What is required -
Report how many lines in the records below contain the string "positive", with matching case-sensitive. Give only the number.

━━━━━━━━━━━━━━━━━━━━

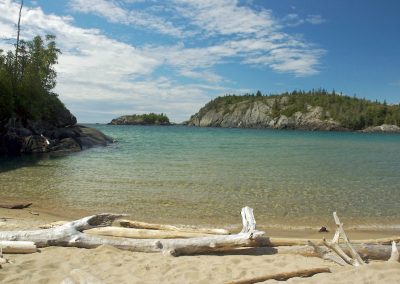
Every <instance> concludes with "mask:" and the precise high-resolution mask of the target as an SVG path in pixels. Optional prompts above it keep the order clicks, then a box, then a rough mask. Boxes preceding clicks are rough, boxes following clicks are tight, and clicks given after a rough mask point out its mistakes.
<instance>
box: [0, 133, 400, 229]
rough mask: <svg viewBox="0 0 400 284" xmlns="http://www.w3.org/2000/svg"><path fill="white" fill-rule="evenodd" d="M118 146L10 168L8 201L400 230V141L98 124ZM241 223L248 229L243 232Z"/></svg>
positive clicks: (317, 224) (165, 214)
mask: <svg viewBox="0 0 400 284" xmlns="http://www.w3.org/2000/svg"><path fill="white" fill-rule="evenodd" d="M92 126H93V127H96V128H98V129H100V130H101V131H103V132H104V133H106V134H108V135H110V136H112V137H114V138H115V139H117V140H118V143H115V144H113V145H111V146H109V147H104V148H95V149H90V150H87V151H83V152H80V153H76V154H72V155H68V156H54V155H51V156H45V157H41V158H40V159H37V158H36V157H28V158H26V157H24V158H17V159H6V160H0V199H7V200H13V199H15V200H17V199H24V200H32V201H33V202H35V203H38V204H40V205H41V206H43V207H44V208H47V209H49V210H54V211H58V212H61V213H64V214H65V215H68V212H74V211H76V212H78V211H79V210H82V209H84V210H86V211H87V212H107V211H111V212H116V213H129V214H131V215H132V217H133V218H136V219H140V220H144V221H163V222H169V223H184V224H214V225H216V224H237V223H240V217H239V212H240V208H241V207H243V206H245V205H248V206H251V207H253V208H254V209H255V216H256V219H257V220H258V223H259V224H264V225H271V226H277V227H302V226H309V227H313V226H316V227H317V226H319V225H321V224H326V223H328V222H330V220H331V219H332V217H331V214H332V211H337V212H338V213H340V214H339V216H340V217H342V219H344V220H345V222H346V224H348V225H352V226H359V225H361V224H362V225H363V226H370V227H380V226H387V227H391V228H400V218H399V217H400V210H399V209H400V206H399V195H400V135H387V134H386V135H384V134H362V133H339V132H301V131H274V130H253V129H218V128H189V127H182V126H171V127H141V126H107V125H92ZM238 225H239V224H238Z"/></svg>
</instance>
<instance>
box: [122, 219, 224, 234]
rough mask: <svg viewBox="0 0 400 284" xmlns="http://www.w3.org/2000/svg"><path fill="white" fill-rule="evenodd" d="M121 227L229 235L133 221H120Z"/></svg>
mask: <svg viewBox="0 0 400 284" xmlns="http://www.w3.org/2000/svg"><path fill="white" fill-rule="evenodd" d="M119 224H120V225H121V227H126V228H135V229H149V230H165V231H176V232H187V233H198V234H213V235H229V231H228V230H225V229H213V228H192V227H177V226H172V225H163V224H152V223H145V222H139V221H133V220H121V221H119Z"/></svg>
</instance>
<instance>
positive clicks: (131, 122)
mask: <svg viewBox="0 0 400 284" xmlns="http://www.w3.org/2000/svg"><path fill="white" fill-rule="evenodd" d="M108 124H109V125H171V123H170V122H169V118H168V117H167V116H166V115H165V114H163V113H161V114H156V113H148V114H132V115H123V116H120V117H118V118H115V119H113V120H111V122H110V123H108Z"/></svg>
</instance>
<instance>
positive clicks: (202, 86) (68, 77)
mask: <svg viewBox="0 0 400 284" xmlns="http://www.w3.org/2000/svg"><path fill="white" fill-rule="evenodd" d="M0 10H1V11H7V13H1V14H0V34H1V35H2V36H3V37H4V38H15V27H14V25H15V24H14V23H15V22H16V20H17V19H16V17H17V16H15V15H18V5H17V3H16V2H12V1H9V0H0ZM21 22H22V27H23V28H22V34H21V36H22V38H24V39H30V37H31V35H35V34H42V35H43V34H47V33H51V34H54V35H56V36H57V44H58V46H59V47H60V48H61V50H62V52H63V53H62V54H61V55H60V57H59V64H58V65H57V72H58V84H57V87H56V92H58V93H59V94H60V97H61V99H62V100H63V101H65V102H66V104H67V106H69V107H70V108H71V111H72V112H74V113H76V114H78V119H80V118H81V119H85V118H86V117H90V118H91V119H93V120H94V121H102V122H105V121H109V120H111V118H112V117H110V116H104V115H103V114H102V113H101V112H99V113H98V114H97V115H95V116H89V115H88V113H86V112H85V113H82V112H81V111H80V110H81V107H79V106H80V105H81V104H82V106H84V105H86V106H87V107H89V106H90V105H92V106H96V105H97V106H98V107H99V105H98V103H99V102H101V103H102V106H103V107H105V108H107V112H108V113H110V114H115V115H117V114H118V115H122V114H124V113H117V112H118V111H115V110H113V108H115V109H116V110H117V109H121V107H122V108H127V106H130V107H129V108H128V109H129V110H130V111H129V113H133V112H135V111H136V110H138V111H146V112H149V111H157V110H158V109H159V110H163V111H164V112H166V113H167V114H169V115H170V116H171V117H172V119H173V120H176V121H182V120H185V119H187V118H188V117H189V116H190V115H191V114H193V113H194V112H195V111H197V109H198V108H199V107H201V106H202V105H203V104H204V102H206V101H207V100H209V99H210V97H209V96H215V95H217V94H223V91H222V90H221V89H220V88H215V89H213V90H212V91H211V92H210V89H209V88H208V87H205V86H201V85H194V84H193V85H187V84H186V85H185V84H179V83H177V82H175V81H173V80H171V79H168V78H162V77H156V78H155V79H154V80H150V79H148V80H143V79H142V78H143V77H149V78H151V77H152V76H151V74H152V73H153V72H154V71H155V70H156V69H157V68H158V67H159V66H160V64H162V62H161V61H160V60H159V59H158V58H157V57H154V56H151V54H146V53H145V52H143V51H141V50H140V49H138V48H135V47H134V46H131V45H129V44H125V43H122V42H118V41H116V40H113V39H110V38H108V37H106V36H105V35H104V34H102V33H101V31H99V30H96V29H83V28H79V27H76V26H74V25H73V24H72V21H71V18H70V17H60V16H56V15H49V14H45V13H44V12H43V11H42V10H41V9H40V8H29V7H25V8H24V11H23V15H22V20H21ZM1 46H2V47H4V48H5V49H6V48H7V47H8V48H12V46H11V45H7V44H5V43H4V41H3V42H2V45H1ZM139 106H141V107H139ZM93 120H92V121H93Z"/></svg>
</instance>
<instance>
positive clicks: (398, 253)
mask: <svg viewBox="0 0 400 284" xmlns="http://www.w3.org/2000/svg"><path fill="white" fill-rule="evenodd" d="M399 256H400V255H399V250H398V249H397V246H396V242H394V241H393V242H392V252H391V254H390V258H389V261H390V262H398V261H399V260H400V259H399Z"/></svg>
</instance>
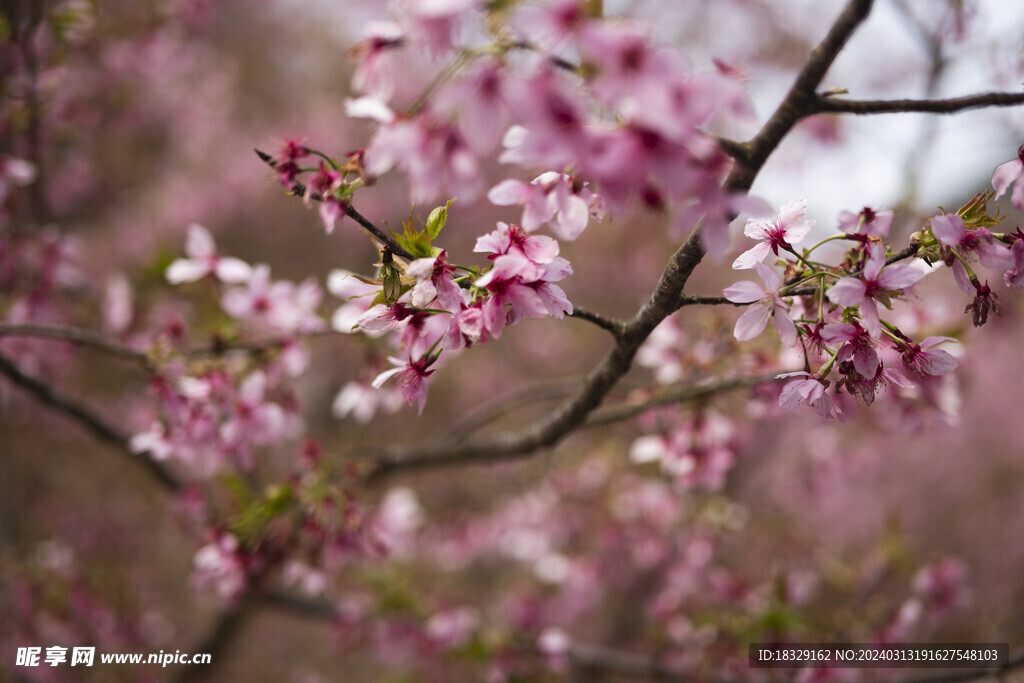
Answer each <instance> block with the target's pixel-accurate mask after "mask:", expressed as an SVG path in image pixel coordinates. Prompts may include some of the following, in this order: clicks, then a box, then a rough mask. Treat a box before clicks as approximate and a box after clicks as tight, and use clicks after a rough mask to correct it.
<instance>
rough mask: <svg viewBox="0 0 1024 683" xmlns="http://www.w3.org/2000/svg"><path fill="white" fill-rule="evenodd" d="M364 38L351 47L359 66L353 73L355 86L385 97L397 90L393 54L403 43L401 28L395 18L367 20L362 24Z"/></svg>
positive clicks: (377, 96)
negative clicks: (358, 42) (395, 20)
mask: <svg viewBox="0 0 1024 683" xmlns="http://www.w3.org/2000/svg"><path fill="white" fill-rule="evenodd" d="M362 35H364V36H365V38H364V40H362V42H360V43H359V44H358V45H356V46H355V47H353V48H352V55H353V57H355V58H356V59H357V60H358V62H359V63H358V67H356V69H355V74H354V75H353V76H352V88H353V89H354V90H355V91H356V92H359V93H362V94H365V95H368V96H371V97H377V98H379V99H382V100H385V101H386V100H388V99H390V98H391V95H392V93H393V92H394V63H393V61H394V54H395V53H396V52H397V49H396V48H398V47H400V46H401V44H402V35H401V28H399V27H398V25H397V24H394V23H393V22H368V23H367V24H366V26H364V28H362Z"/></svg>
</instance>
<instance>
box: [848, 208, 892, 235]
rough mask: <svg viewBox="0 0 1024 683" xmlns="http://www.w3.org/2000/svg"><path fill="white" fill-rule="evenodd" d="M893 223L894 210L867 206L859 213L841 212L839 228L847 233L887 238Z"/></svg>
mask: <svg viewBox="0 0 1024 683" xmlns="http://www.w3.org/2000/svg"><path fill="white" fill-rule="evenodd" d="M892 224H893V212H892V211H878V210H876V209H872V208H871V207H866V206H865V207H864V208H863V209H861V210H860V212H859V213H853V212H852V211H842V212H840V214H839V229H841V230H843V231H844V232H846V233H847V234H854V236H864V237H869V236H874V237H878V238H886V237H889V228H890V227H891V226H892Z"/></svg>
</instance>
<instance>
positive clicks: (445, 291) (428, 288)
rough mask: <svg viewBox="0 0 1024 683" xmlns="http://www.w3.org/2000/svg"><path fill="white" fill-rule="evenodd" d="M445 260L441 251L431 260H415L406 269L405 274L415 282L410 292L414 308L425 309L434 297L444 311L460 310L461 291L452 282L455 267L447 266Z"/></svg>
mask: <svg viewBox="0 0 1024 683" xmlns="http://www.w3.org/2000/svg"><path fill="white" fill-rule="evenodd" d="M446 259H447V253H446V252H443V251H442V252H441V253H440V254H438V255H437V256H434V257H433V258H421V259H417V260H415V261H413V262H412V263H410V264H409V267H407V268H406V274H407V275H409V276H410V278H415V279H416V281H417V285H416V287H414V288H413V292H412V302H413V305H414V306H417V307H419V308H426V307H428V306H429V305H430V302H431V301H433V300H434V298H435V297H436V298H437V301H438V303H440V305H441V306H442V307H443V308H445V309H446V310H450V311H452V312H457V311H459V310H461V309H462V305H463V303H464V299H463V295H462V290H460V289H459V286H458V285H456V284H455V282H454V281H453V280H452V273H453V272H455V267H454V266H451V265H449V264H447V263H446V262H445V261H446Z"/></svg>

━━━━━━━━━━━━━━━━━━━━

Exercise solution -
6